• [LIST OF TASKS]:
1 > According to the text on Jermon Bushrod, in which round of the 2007 NFL draft did the New Orleans Saints select him?
2 > Reproduce, word for word, the stretch of the Jermon Bushrod text from "Awards and highlights" through "player (born 1984)".

• [READING TEXT]:
========================================
Personal information
- Born: August 19, 1984 (age 41) King George, Virginia, U.S.
- Listed height: 6 ft 5 in (1.96 m)
- Listed weight: 318 lb (144 kg)

Career information
- High school: King George
- College: Towson (2002–2006)
- NFL draft: 2007: 4th round, 125th overall pick

Career history
- New Orleans Saints (2007–2012); Chicago Bears (2013–2015); Miami Dolphins (2016–2017); New Orleans Saints (2018);

Awards and highlights
- Super Bowl champion (XLIV); 2× Pro Bowl (2011, 2012); Madden Most Valuable Protectors Award (2009);

Career NFL statistics
- Games played: 145
- Games started: 128
- Fumble recoveries: 2
- Stats at Pro Football Reference

= Jermon Bushrod =

American football player (born 1984)

Jermon Terrell Bushrod (born August 19, 1984) is an American former professional football player who was a guard in the National Football League (NFL). He played college football for the Towson Tigers and was selected by the New Orleans Saints in the fourth round of the 2007 NFL draft. Bushrod played 12 seasons in the NFL, including seven for the Saints, and was their starting left tackle in their Super Bowl XLIV championship. He also played for the Chicago Bears and Miami Dolphins.
========================================
• [MATERIAL PROVIDED]:
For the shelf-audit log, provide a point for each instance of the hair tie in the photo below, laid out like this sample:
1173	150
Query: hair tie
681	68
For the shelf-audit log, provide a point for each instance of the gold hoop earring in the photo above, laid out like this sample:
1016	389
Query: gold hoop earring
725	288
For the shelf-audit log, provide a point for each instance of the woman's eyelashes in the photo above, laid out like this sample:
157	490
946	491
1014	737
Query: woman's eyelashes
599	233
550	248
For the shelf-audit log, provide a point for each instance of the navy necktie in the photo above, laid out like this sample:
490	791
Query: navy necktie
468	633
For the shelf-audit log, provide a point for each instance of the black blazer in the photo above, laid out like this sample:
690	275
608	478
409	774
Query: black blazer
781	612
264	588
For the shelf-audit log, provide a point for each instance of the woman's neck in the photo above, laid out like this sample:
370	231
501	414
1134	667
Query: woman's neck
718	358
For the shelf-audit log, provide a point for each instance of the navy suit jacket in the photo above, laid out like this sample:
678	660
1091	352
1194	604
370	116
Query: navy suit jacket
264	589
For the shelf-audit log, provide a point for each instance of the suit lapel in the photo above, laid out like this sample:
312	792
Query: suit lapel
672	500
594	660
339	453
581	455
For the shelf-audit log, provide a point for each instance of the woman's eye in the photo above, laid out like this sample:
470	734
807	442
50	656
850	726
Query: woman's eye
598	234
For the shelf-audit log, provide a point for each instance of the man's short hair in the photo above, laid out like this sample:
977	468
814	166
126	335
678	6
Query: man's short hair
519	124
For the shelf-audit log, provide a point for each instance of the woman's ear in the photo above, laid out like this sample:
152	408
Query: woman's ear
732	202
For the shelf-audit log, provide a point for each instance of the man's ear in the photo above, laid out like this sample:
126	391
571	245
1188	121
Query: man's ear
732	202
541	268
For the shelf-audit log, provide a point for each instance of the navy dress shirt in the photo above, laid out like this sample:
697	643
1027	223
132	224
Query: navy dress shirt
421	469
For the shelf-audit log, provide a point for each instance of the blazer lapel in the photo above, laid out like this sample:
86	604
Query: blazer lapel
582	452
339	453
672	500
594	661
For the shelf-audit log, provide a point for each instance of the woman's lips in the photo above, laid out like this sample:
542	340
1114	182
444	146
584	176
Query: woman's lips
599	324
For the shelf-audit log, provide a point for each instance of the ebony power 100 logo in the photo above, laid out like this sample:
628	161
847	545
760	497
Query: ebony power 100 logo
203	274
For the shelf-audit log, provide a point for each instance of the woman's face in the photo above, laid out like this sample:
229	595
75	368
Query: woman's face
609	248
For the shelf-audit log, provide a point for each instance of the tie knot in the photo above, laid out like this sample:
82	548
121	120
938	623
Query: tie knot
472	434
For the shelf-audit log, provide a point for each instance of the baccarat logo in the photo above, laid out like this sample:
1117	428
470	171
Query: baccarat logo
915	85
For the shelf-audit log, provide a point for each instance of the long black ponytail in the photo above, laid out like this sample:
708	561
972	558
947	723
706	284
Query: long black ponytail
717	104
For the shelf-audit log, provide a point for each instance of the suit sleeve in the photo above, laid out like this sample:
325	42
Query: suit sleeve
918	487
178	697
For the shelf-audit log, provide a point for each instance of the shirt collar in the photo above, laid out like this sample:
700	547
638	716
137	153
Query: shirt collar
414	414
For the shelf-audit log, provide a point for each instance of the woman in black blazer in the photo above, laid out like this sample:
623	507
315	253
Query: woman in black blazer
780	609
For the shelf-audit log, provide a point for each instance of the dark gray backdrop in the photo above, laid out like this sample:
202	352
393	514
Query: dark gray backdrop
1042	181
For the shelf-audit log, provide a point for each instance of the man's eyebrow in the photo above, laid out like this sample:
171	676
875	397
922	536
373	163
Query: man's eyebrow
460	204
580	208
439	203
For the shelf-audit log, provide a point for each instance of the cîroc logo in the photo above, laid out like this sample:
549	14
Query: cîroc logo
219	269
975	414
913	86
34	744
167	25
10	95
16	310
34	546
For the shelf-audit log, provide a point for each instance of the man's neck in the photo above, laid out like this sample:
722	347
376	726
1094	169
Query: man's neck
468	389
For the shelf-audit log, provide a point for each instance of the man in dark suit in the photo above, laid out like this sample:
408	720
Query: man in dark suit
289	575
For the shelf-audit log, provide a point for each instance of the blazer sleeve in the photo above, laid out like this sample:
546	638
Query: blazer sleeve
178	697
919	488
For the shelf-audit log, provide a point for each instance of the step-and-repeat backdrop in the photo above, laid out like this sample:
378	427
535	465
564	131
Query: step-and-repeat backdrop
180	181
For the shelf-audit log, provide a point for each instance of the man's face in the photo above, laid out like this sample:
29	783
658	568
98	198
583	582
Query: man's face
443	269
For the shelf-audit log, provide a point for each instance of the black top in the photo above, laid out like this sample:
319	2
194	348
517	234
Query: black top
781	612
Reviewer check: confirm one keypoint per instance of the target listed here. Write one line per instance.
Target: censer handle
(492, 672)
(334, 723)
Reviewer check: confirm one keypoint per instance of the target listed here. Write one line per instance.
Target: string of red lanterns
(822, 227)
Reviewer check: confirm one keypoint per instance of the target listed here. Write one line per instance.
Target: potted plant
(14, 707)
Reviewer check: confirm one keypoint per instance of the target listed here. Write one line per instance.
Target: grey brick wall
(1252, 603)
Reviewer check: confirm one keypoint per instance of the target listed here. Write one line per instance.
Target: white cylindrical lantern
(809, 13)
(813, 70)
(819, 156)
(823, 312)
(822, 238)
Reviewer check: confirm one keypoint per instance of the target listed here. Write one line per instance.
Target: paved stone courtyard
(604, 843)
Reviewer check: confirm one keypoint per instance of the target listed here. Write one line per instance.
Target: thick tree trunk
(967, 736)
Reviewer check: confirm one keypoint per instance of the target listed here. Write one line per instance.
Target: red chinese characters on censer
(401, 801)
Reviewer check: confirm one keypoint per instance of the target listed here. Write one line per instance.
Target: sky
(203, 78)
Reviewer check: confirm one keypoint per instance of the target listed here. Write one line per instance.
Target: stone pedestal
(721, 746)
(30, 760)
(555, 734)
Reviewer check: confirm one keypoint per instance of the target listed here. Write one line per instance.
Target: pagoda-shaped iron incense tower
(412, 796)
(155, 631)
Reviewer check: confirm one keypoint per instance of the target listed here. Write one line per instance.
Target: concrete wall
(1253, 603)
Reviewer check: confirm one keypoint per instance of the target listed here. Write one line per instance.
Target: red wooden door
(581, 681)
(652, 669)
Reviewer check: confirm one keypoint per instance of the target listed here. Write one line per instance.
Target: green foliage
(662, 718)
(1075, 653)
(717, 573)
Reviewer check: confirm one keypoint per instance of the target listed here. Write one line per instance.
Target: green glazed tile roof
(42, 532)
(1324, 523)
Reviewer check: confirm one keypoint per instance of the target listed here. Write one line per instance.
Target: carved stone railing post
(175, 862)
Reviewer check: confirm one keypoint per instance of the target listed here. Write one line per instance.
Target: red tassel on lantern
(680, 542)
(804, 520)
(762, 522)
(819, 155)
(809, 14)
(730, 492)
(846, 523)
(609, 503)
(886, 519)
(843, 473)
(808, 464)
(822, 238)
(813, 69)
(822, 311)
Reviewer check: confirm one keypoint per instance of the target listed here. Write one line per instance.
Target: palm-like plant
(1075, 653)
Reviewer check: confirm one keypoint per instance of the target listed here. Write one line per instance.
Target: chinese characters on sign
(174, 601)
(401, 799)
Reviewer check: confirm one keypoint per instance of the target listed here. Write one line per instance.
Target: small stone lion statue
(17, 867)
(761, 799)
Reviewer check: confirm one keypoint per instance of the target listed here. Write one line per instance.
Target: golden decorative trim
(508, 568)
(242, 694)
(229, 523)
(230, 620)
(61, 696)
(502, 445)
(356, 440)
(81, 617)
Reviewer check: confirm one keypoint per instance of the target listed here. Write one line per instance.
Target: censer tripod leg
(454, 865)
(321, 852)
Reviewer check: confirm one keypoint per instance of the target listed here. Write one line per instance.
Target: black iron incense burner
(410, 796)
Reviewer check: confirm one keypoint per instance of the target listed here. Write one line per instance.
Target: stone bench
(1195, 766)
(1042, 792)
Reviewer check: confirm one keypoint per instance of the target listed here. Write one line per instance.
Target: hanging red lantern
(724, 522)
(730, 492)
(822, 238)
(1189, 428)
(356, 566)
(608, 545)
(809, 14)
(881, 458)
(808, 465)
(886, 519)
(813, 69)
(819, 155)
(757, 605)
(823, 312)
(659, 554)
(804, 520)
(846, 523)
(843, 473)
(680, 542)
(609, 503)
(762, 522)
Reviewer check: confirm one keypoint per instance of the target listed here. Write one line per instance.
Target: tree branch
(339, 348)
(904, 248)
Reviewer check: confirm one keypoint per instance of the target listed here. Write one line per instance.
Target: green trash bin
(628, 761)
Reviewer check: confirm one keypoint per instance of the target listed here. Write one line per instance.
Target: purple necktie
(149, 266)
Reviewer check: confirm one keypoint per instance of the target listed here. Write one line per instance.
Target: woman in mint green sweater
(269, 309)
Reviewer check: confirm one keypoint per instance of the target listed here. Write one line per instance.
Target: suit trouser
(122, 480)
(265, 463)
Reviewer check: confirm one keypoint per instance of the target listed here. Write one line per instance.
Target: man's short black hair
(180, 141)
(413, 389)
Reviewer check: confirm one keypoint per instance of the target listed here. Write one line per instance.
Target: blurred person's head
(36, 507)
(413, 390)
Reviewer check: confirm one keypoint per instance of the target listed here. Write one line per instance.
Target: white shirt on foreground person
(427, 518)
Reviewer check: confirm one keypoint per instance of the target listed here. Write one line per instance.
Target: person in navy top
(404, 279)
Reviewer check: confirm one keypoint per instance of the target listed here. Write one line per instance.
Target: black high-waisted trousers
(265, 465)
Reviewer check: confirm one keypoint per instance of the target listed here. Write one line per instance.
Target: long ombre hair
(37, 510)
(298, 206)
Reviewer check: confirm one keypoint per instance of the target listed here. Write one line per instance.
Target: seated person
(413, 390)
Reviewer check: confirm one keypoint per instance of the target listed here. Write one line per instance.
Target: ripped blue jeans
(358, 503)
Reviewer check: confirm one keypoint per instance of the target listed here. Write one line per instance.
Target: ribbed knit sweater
========================================
• [SOLUTIONS BELOW]:
1 > The fourth round.

2 >
Awards and highlights
- Super Bowl champion (XLIV); 2× Pro Bowl (2011, 2012); Madden Most Valuable Protectors Award (2009);

Career NFL statistics
- Games played: 145
- Games started: 128
- Fumble recoveries: 2
- Stats at Pro Football Reference

= Jermon Bushrod =

American football player (born 1984)